*** Records supplied Section Begins ***
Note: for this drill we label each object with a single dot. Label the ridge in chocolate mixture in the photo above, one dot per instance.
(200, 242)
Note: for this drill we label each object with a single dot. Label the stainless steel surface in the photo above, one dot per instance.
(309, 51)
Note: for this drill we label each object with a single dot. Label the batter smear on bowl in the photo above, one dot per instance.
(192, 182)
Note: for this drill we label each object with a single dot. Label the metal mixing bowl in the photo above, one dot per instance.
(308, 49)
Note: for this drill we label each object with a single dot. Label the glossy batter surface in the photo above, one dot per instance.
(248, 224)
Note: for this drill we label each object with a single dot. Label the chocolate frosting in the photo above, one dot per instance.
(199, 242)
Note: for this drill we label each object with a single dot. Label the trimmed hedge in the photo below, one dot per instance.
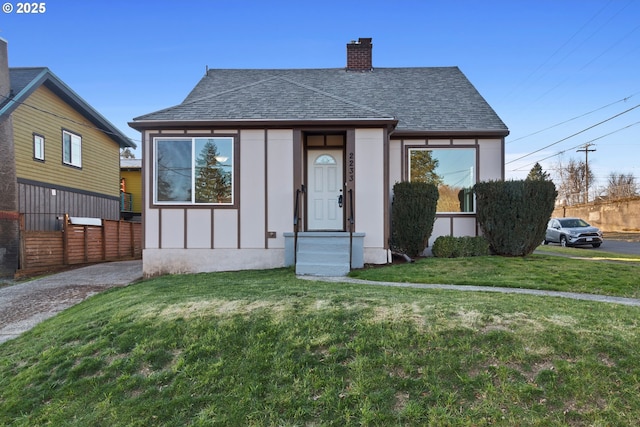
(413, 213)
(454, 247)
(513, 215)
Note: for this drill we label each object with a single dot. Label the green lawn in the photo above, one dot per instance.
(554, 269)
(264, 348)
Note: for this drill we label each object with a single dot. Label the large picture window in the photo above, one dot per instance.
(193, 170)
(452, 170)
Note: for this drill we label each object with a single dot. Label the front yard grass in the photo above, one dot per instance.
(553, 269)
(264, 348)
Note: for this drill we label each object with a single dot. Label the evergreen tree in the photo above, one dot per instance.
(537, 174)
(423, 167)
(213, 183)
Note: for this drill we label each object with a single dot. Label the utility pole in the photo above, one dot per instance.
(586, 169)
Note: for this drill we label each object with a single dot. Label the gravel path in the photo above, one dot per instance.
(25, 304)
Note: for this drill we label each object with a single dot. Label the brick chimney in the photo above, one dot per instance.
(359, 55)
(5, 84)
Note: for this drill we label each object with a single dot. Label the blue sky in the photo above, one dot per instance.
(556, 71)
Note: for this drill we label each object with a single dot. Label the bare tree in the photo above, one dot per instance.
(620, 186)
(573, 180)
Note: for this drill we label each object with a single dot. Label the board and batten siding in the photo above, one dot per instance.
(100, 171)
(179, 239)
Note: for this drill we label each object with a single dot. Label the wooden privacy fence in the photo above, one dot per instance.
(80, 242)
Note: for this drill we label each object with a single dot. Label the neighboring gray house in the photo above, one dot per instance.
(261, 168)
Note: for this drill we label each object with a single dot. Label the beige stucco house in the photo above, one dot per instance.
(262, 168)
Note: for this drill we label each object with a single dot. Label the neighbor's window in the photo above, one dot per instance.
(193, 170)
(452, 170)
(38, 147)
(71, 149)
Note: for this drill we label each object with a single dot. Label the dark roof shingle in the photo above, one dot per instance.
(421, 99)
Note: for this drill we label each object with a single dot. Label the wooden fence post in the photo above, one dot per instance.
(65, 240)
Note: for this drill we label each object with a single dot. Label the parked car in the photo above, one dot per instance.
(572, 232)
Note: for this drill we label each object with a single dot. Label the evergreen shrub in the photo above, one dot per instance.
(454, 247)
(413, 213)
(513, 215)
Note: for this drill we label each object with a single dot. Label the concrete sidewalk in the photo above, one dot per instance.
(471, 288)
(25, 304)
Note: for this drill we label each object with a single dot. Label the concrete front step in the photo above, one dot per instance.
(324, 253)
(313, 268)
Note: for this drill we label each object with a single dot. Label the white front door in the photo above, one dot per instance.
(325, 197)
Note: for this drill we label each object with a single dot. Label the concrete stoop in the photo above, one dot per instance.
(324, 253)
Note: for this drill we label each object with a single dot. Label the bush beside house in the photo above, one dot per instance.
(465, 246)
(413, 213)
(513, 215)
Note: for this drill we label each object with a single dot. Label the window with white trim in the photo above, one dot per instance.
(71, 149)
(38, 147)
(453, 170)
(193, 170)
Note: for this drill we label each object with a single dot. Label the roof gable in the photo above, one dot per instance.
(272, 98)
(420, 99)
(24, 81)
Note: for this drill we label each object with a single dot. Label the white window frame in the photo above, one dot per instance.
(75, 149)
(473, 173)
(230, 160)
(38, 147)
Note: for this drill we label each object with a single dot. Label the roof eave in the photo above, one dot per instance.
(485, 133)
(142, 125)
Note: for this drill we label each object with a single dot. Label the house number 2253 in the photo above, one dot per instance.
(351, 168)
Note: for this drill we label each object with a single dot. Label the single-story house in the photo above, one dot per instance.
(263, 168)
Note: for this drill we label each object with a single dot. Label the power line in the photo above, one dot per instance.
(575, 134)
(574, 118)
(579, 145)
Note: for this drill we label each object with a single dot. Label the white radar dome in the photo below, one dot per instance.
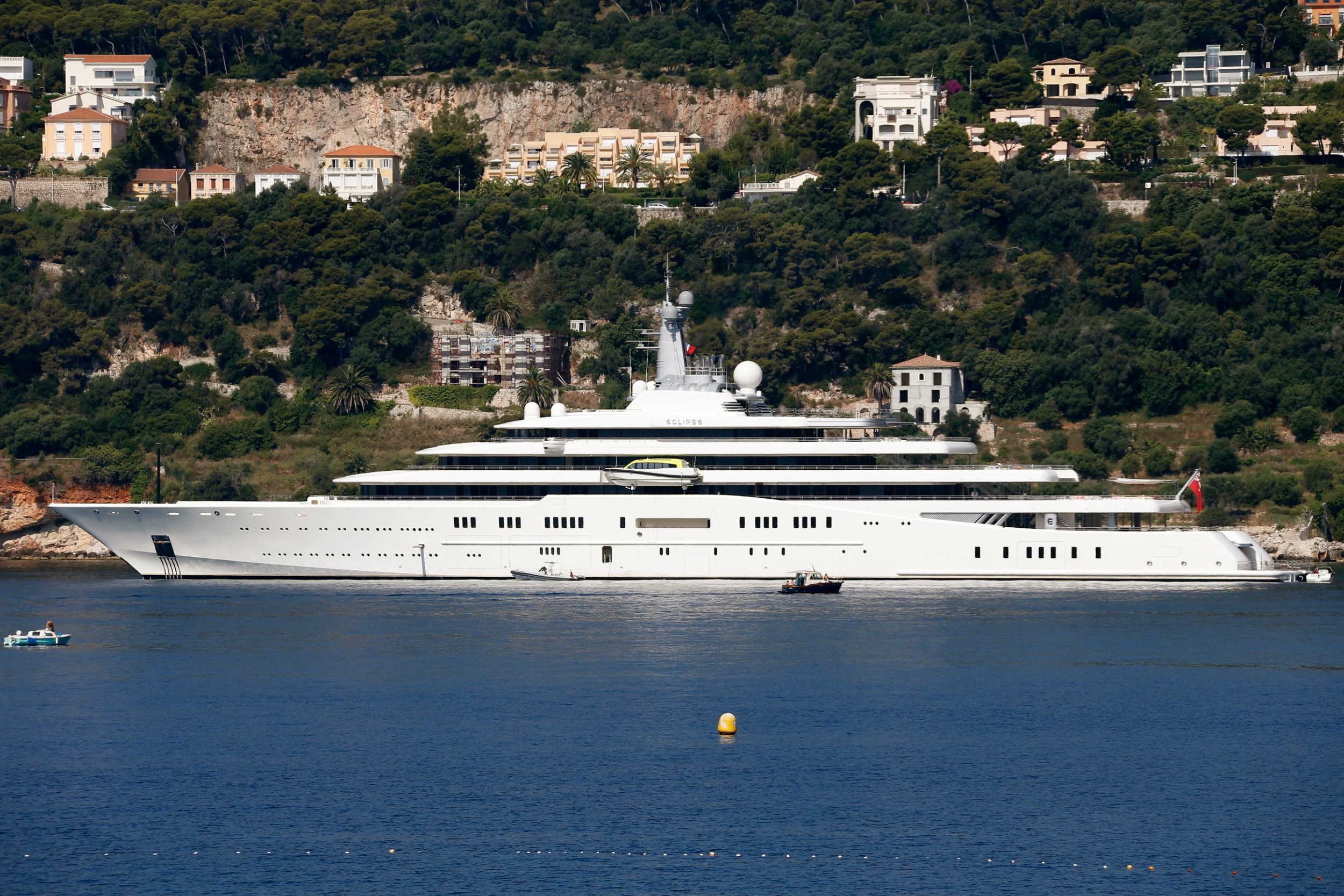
*** Records supplied Section Ends ***
An exact copy of every line above is needed, without the images.

Reply:
Note: for this drill we label each object with a single dot. Label the ridge in chocolate mixture in the photo above, one dot per instance.
(200, 242)
Note: for this drill we label each object with a single dot. Label the stainless steel surface in the photo above, one dot per instance.
(309, 51)
Note: for this drill we label each object with a single dot. Label the batter smear on bowl in the photo above, one dot per instance.
(192, 182)
Note: for this drill we label each object with a single dot. Label the metal mixing bowl in the photo above, one dot per instance.
(308, 49)
Note: for this drill we label each object with a single dot. Label the glossy batter surface in the photo above, one dot per instance.
(248, 224)
Note: for this drill we label each object with a single dot. Label the chocolate frosting in the photo above, one dot per instance.
(199, 242)
Note: for this drill we label each object with a single dot. Label the trimmed hedge in the photo below, one dot per instance.
(413, 213)
(454, 247)
(513, 215)
Note: for this drill we label each object with a single dot. Label the green lawn in the photo above, one dot per instance.
(554, 269)
(264, 348)
Note: for this drill we label each object with a single dot. Label the large picture window in the photo above, one dot per instance.
(193, 170)
(452, 170)
Note: for this drill we label each object with a single dot. Label the front yard grass in the photo above, one dot per instance.
(553, 269)
(264, 348)
Note: for this drill we label each object with a single dot. Label the evergreen tree in the photo above, one dot per instance.
(537, 174)
(423, 167)
(213, 183)
Note: for this drill we label each object with a single dot. Label the utility pole in the photo above, one dot per instance.
(586, 169)
Note: for this drill we label each object with a single dot. Label the gravel path in the photo above, one dot per instance.
(25, 304)
Note: for this drill we label each object with a single dot. Label the brick chimney in the photo above, one dot per instance.
(359, 55)
(5, 84)
Note: for this drill we label each object with a single dot. Label the blue sky in the photo above, one dot per instance.
(556, 71)
Note: for this drill we label each object with a single dot. Label the bare tree in the photo above, one dot per instance.
(620, 186)
(573, 180)
Note: for this drill we label each object with a single dot. Label the board and batten siding in the photo above, one dot per instance.
(100, 171)
(179, 239)
Note: for this drill we label each object with a single dot. Label the wooden privacy fence in the photo above, one dot per instance.
(80, 242)
Note: for this drill we label each object with a single dot. Label the neighboring gray house in the photo above, one dot per instance.
(261, 168)
Note: for this drill we label each object with a single dot. Label the beige stucco house in the photo above, one dot per instance.
(262, 168)
Note: for this drill we label each object with a single dot. Label the neighbor's window in the photo above, one dot per instance.
(193, 170)
(452, 170)
(38, 147)
(71, 149)
Note: for this drill we label each object with a single dot. Label the dark roof shingle in the photo above, one dot per instance.
(421, 99)
Note: for this drill we label each object with a single dot. Label the wooden fence post in the photo above, one dot per instance.
(65, 240)
Note: for this drill we label each object with a single dot. Label the parked car in the photo above, one dot per instance.
(572, 232)
Note: for this drill we label each object with a single dot. Label the evergreen shrub in the photo above, one dot per instance.
(454, 247)
(413, 213)
(513, 215)
Note: for this drill we label each object with a single dot. Label the concrete sidewalk in the photo above, one dot per instance.
(471, 288)
(25, 304)
Note: for this drill we label each object with a single dot. Label the concrete front step in the photo above, one dot per instance.
(324, 253)
(313, 268)
Note: for this drill we label each object with a single dot. Label the white front door in the photo above, one dot per instance.
(325, 197)
Note: for this drill we label each object with a single dot. Label the concrete stoop in the photo above, one dot per instance.
(324, 253)
Note: for this drill we label each object with a single dot. Label the bush beside house in the photo above, one dot per instance.
(465, 246)
(413, 213)
(513, 215)
Note: for this drill we label each object with a single dot. Label the window with white trim in the photo above, one dot per instance.
(71, 149)
(38, 147)
(453, 170)
(193, 170)
Note: for this drill we label each object with a single dot. Label the roof gable in the photo above, one dot per instance.
(272, 98)
(420, 99)
(24, 81)
Note: for this drill we label each object with a single dot. Label the white window frame in the photo above, one dot per instance.
(75, 149)
(473, 173)
(230, 160)
(38, 147)
Note: for this drill we label each object with a single dot. Label the roof eave in the photo above, one dot per instance.
(485, 133)
(142, 125)
Note: for this drill we label each object with a single dot. Label the house number 2253 in the photo above, one dot per instance.
(351, 168)
Note: for this drill we label each object with a single dot. Label the single-story house in the photo above, one dot per instance.
(263, 168)
Note: for this drill we label each object with a single dot. Label the power line in the photo above, one dot per instance.
(575, 134)
(574, 118)
(579, 145)
Note: for this drill we label each object with a single dot. Label the white radar dome in the photo below, one dot per instance.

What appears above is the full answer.